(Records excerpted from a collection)
------------

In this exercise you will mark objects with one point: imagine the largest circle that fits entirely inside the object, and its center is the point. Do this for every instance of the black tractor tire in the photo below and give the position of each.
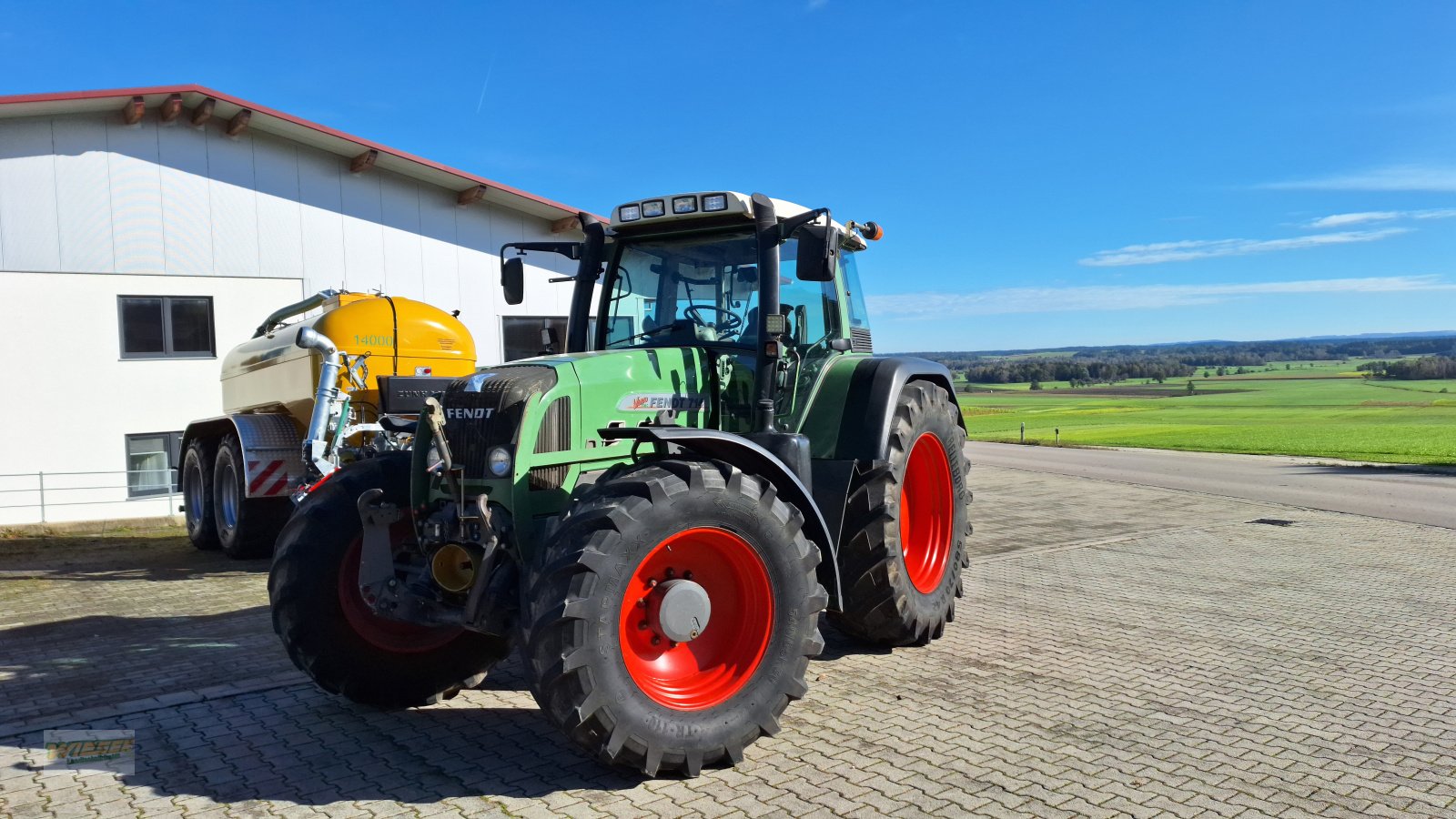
(247, 528)
(197, 494)
(590, 661)
(897, 593)
(327, 627)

------------

- WORK ITEM -
Retype each of the entries above exactly as it appears, with no pictures.

- WRITTEN REPLY -
In this exercise you will mark objects with one point: imagine the largest circle that fits entirely inside the object, and its center is the point. Do this for every instance of the black tractor tire in the photo below and give the position of each.
(247, 528)
(197, 494)
(590, 661)
(897, 593)
(327, 627)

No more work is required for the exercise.